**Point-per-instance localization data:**

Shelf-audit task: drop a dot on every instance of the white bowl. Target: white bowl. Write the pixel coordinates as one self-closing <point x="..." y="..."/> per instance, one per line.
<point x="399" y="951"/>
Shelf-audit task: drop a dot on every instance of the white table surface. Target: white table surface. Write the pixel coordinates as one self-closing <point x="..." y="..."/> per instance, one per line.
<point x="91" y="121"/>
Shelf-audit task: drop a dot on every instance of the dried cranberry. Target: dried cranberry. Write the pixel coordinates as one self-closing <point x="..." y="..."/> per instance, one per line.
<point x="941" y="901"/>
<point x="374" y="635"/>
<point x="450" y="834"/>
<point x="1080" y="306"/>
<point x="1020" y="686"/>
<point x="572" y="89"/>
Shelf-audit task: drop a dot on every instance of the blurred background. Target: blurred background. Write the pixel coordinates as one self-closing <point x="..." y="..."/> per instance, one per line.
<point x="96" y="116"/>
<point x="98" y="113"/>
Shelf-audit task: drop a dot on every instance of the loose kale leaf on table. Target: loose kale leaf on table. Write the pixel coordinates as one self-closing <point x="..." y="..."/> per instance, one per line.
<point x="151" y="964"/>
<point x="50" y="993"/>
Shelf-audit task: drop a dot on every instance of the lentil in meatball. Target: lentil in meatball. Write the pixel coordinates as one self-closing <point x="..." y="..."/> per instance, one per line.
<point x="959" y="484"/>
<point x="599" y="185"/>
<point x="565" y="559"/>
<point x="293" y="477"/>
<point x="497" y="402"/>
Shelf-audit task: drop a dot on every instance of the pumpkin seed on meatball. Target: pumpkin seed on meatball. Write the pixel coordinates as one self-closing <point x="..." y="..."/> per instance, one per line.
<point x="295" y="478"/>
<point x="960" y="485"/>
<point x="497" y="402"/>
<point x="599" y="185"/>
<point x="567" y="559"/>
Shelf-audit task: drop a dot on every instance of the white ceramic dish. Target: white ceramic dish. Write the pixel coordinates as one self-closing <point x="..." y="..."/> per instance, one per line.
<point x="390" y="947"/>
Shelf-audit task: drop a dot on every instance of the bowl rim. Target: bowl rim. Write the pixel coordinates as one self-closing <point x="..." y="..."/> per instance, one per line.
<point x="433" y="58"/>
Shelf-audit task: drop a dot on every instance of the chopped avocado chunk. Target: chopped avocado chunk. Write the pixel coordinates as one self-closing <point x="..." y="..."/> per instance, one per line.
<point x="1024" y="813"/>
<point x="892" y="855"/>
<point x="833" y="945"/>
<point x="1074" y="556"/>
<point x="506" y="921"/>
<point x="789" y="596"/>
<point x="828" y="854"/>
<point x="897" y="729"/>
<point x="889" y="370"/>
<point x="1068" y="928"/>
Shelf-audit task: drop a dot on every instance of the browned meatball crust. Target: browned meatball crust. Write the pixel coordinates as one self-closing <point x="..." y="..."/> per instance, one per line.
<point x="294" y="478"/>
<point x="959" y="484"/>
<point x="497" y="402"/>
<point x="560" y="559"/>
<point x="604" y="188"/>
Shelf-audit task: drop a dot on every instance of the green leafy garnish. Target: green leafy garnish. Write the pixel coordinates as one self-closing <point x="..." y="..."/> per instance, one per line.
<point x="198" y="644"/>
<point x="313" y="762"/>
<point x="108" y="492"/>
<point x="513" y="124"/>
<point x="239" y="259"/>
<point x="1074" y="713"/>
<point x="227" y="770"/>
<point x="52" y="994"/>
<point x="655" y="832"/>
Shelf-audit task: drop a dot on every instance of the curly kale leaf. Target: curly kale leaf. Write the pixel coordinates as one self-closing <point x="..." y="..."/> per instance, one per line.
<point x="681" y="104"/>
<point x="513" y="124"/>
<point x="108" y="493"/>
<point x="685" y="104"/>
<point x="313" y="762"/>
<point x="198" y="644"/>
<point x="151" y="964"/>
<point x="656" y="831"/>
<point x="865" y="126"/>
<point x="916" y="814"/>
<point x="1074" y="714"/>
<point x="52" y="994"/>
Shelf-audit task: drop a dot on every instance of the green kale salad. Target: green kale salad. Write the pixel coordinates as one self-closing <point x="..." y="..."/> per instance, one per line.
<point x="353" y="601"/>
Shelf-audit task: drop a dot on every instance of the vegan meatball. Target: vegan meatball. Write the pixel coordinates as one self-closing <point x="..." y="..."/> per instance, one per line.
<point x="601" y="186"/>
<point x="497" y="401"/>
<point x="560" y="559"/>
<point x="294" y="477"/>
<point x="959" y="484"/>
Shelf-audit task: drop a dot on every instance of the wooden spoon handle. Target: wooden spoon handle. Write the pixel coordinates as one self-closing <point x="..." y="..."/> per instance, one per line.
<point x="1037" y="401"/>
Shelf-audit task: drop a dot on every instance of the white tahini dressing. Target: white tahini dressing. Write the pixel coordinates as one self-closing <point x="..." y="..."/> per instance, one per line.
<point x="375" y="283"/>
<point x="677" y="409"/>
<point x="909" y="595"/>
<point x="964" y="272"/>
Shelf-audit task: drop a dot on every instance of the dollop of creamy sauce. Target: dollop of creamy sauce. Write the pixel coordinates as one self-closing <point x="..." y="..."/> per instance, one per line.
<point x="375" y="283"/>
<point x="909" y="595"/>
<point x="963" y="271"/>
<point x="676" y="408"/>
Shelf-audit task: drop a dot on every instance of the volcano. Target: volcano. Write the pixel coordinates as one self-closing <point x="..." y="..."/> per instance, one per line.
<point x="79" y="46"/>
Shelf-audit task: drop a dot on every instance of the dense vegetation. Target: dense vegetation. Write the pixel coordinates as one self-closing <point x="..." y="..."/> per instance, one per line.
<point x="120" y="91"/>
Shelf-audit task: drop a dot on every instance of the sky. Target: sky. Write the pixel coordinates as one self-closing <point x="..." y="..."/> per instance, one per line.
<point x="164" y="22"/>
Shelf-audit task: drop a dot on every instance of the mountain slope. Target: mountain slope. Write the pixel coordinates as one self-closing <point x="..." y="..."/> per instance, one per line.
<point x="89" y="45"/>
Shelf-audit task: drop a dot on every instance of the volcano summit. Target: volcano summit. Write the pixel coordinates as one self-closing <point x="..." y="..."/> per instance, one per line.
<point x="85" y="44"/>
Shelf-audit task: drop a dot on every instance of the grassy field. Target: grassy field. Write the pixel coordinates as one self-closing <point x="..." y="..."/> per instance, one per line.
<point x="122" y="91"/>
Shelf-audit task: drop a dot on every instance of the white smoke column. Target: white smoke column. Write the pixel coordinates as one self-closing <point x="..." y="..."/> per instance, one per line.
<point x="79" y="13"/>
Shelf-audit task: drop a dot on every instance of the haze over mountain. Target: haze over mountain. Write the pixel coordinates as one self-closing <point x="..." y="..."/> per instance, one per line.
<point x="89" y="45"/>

**What you will do:** Output the records above in full, with nothing altered.

**Written response:**
Shelf-audit task: drop a dot on every instance of the white bowl. Target: white bowl. Write the pixel coordinates as one self-closing <point x="..." y="..."/> per instance, one per line.
<point x="399" y="951"/>
Shelf-audit task: drop a dot on every instance of the white table surface. Target: white table surface. Write the pixel coordinates as one self-closing <point x="..." y="..."/> per instance, one per line.
<point x="91" y="121"/>
Shelf-audit task: drop a dot on every instance of the dried cranberry. Target: dried cranberry. Write the pixel coordinates as one self-closing <point x="..." y="..."/> per instance, one per line.
<point x="941" y="901"/>
<point x="374" y="635"/>
<point x="450" y="834"/>
<point x="1080" y="306"/>
<point x="1020" y="686"/>
<point x="572" y="89"/>
Shelf-audit task: drop a dot on every instance of the blurred background. Target: blurred background. Write the pixel coordinates as one self-closing <point x="..." y="..."/> per instance, one per line.
<point x="96" y="116"/>
<point x="98" y="113"/>
Shelf-audit task: drop a dot on every instance of the loose kale leaf on table. Target: loose kale leaf on table. Write the pixel coordinates as one self-closing <point x="..." y="..."/> per instance, one per line.
<point x="151" y="964"/>
<point x="50" y="993"/>
Shelf-audit task: drop a dot on every instance of the lentil in meatball. Target: lentil in meatball. Write the pixel coordinates as one self-closing <point x="..." y="..."/> per instance, one per line.
<point x="959" y="484"/>
<point x="599" y="185"/>
<point x="565" y="559"/>
<point x="293" y="477"/>
<point x="497" y="402"/>
Shelf-audit task: drop a dot on every instance of the pumpkin seed on meatball. Target: pumpkin seed on meatball. Write the pixel coordinates as one self-closing <point x="..." y="..."/> per instance, one per line.
<point x="295" y="478"/>
<point x="960" y="485"/>
<point x="497" y="402"/>
<point x="599" y="185"/>
<point x="567" y="559"/>
Shelf-audit task: drop a dot on every instance of the white ceramic dish. Target: white ceramic dish. Write the pixel coordinates as one self-closing <point x="..." y="..."/> per instance, one per line.
<point x="390" y="947"/>
Shelf-audit task: drop a dot on every instance of the bowl rim. Target: bowl rim. Write the pixel coordinates as one self-closing <point x="..." y="..."/> per instance, one per line.
<point x="433" y="58"/>
Shelf-audit task: drop a dot on every instance of the chopped avocado chunk. Target: chopped avocado chunk. Write the pixel coordinates as one self-closing <point x="..." y="..."/> per instance, one per line.
<point x="1024" y="813"/>
<point x="892" y="855"/>
<point x="833" y="945"/>
<point x="1074" y="556"/>
<point x="506" y="921"/>
<point x="789" y="596"/>
<point x="828" y="854"/>
<point x="897" y="729"/>
<point x="889" y="370"/>
<point x="1068" y="928"/>
Shelf-audit task: drop a dot on every instance of the browned meatball crust. Target: browned meatball crust. Write the pixel coordinates as one self-closing <point x="..." y="..."/> per instance, one per line.
<point x="294" y="478"/>
<point x="959" y="484"/>
<point x="497" y="402"/>
<point x="560" y="559"/>
<point x="604" y="188"/>
Shelf-audit task: drop a dot on every instance of the green leafy garnish. Target: green leafy garnish. Write the pixel coordinates as one self-closing <point x="..." y="..."/> per instance, one per line.
<point x="198" y="644"/>
<point x="313" y="762"/>
<point x="108" y="492"/>
<point x="513" y="124"/>
<point x="239" y="259"/>
<point x="1074" y="713"/>
<point x="227" y="770"/>
<point x="52" y="994"/>
<point x="655" y="832"/>
Shelf-audit task: drop a dot on every instance of the curly kale leaf. Target: curly kale leaf. Write the pixel coordinates as one self-closing <point x="..." y="..."/> per instance, one per line.
<point x="681" y="104"/>
<point x="513" y="124"/>
<point x="108" y="493"/>
<point x="685" y="104"/>
<point x="313" y="762"/>
<point x="198" y="644"/>
<point x="151" y="964"/>
<point x="656" y="831"/>
<point x="865" y="126"/>
<point x="916" y="814"/>
<point x="1074" y="714"/>
<point x="52" y="994"/>
Shelf-audit task: drop a dot on every instance of the green kale salad. Target: green kale salad. Write the pixel coordinates as one self-closing <point x="..." y="..."/> per instance, one per line.
<point x="353" y="601"/>
Shelf-audit task: drop a dot on every instance of the vegan meatball. Target: vegan meatball. Write the pixel coordinates as one self-closing <point x="..." y="..."/> per instance, one per line.
<point x="601" y="186"/>
<point x="497" y="401"/>
<point x="560" y="559"/>
<point x="294" y="477"/>
<point x="959" y="484"/>
Shelf-audit task: drop a dot on every instance of the wooden spoon handle. Target: wooden spoon handle. Write the pixel coordinates as one self-closing <point x="..." y="..."/> per instance, one per line.
<point x="1037" y="401"/>
Shelf-audit task: drop a dot on every instance of the white tahini dressing. Target: white tahini dressing. Write the pixel coordinates as one self-closing <point x="..." y="..."/> per instance, one per line.
<point x="375" y="283"/>
<point x="677" y="409"/>
<point x="909" y="595"/>
<point x="964" y="272"/>
Shelf-audit task: drop a dot on every instance of the dollop of creamy sauce. Target: dollop of creamy sauce. Write the pixel coordinates as one self-closing <point x="..." y="..."/> per instance, one per line.
<point x="375" y="283"/>
<point x="909" y="595"/>
<point x="963" y="271"/>
<point x="676" y="408"/>
Shelf-audit task: drop a dot on every instance of the volcano. Target: volcano. Write the pixel coordinates as one self-closing <point x="..." y="..."/> per instance, one per line.
<point x="79" y="46"/>
Shelf-audit task: drop a dot on every instance of the dense vegetation. Target: dense vegetation. Write the pixel coordinates as one self-closing <point x="..." y="..."/> per instance, one per line.
<point x="120" y="91"/>
Shelf-audit task: drop a dot on every instance of the sky. Target: sky. Write the pixel coordinates as one self-closing <point x="..." y="..."/> per instance, one per line.
<point x="164" y="22"/>
Shelf-audit task: drop a dot on every instance of the mountain slope. Target: mountain slope. Write the pixel coordinates as one self-closing <point x="..." y="..."/> per instance, one per line.
<point x="89" y="45"/>
Shelf-audit task: drop a dot on every instance of the volcano summit. Target: volcano summit. Write the pixel coordinates as one self-closing <point x="..." y="..."/> per instance, one per line.
<point x="85" y="44"/>
Shelf-audit task: drop a dot on every instance of the grassy field. Target: grassy field. Write the pixel coordinates as one self-closing <point x="..." y="..."/> per instance, one per line.
<point x="122" y="91"/>
Shelf-audit task: drop a dot on every instance of the white smoke column. Target: white smoke column. Write the pixel coordinates as one self-closing <point x="..." y="..."/> per instance, one per line.
<point x="79" y="13"/>
Shelf-audit task: drop a dot on every instance of the haze over mountain. Target: haze over mountain. Write the pixel coordinates as one self-closing <point x="..." y="..."/> per instance, one per line.
<point x="89" y="45"/>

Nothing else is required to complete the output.